PROVIDED DATA:

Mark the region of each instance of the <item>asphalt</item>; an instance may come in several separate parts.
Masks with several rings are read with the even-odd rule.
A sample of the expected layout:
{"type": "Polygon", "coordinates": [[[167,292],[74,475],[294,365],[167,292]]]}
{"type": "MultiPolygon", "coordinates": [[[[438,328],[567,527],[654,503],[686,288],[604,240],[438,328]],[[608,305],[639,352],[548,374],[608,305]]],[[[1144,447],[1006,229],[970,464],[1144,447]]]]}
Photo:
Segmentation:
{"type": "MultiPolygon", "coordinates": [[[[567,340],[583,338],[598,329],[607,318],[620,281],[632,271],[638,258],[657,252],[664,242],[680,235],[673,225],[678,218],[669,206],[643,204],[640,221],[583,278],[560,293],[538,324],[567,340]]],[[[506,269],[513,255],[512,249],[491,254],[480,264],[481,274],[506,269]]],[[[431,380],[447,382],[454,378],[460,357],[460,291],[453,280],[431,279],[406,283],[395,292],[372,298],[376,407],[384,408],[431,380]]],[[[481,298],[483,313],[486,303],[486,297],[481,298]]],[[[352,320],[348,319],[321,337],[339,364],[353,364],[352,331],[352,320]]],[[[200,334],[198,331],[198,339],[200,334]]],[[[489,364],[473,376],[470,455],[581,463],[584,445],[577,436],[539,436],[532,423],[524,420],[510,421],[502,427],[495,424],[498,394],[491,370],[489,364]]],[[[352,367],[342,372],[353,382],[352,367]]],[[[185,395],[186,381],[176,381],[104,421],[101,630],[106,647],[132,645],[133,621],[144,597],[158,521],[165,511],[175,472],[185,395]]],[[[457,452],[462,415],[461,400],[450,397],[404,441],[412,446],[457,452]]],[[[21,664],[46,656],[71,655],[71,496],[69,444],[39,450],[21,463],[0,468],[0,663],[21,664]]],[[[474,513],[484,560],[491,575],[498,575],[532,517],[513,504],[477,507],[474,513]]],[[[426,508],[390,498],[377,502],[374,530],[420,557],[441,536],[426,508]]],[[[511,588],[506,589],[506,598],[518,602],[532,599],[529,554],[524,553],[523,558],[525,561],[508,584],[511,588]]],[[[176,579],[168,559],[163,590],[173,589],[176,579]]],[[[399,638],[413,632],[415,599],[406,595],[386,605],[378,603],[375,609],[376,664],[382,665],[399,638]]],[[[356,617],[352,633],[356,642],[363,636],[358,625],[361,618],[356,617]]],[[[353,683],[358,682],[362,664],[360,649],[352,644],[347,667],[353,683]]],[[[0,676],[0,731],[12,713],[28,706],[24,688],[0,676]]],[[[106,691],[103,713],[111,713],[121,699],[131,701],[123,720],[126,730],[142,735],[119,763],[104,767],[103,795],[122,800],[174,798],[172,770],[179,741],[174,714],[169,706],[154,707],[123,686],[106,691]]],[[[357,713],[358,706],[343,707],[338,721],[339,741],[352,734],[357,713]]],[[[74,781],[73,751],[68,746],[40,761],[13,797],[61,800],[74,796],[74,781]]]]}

YOUR ASSIGNMENT: The lines to return are those in the entries above that include "several".

EXERCISE OUTPUT:
Mark the region of each instance of the <item>asphalt</item>; an instance may come in several separate parts.
Masks with several rings are read with the even-odd rule.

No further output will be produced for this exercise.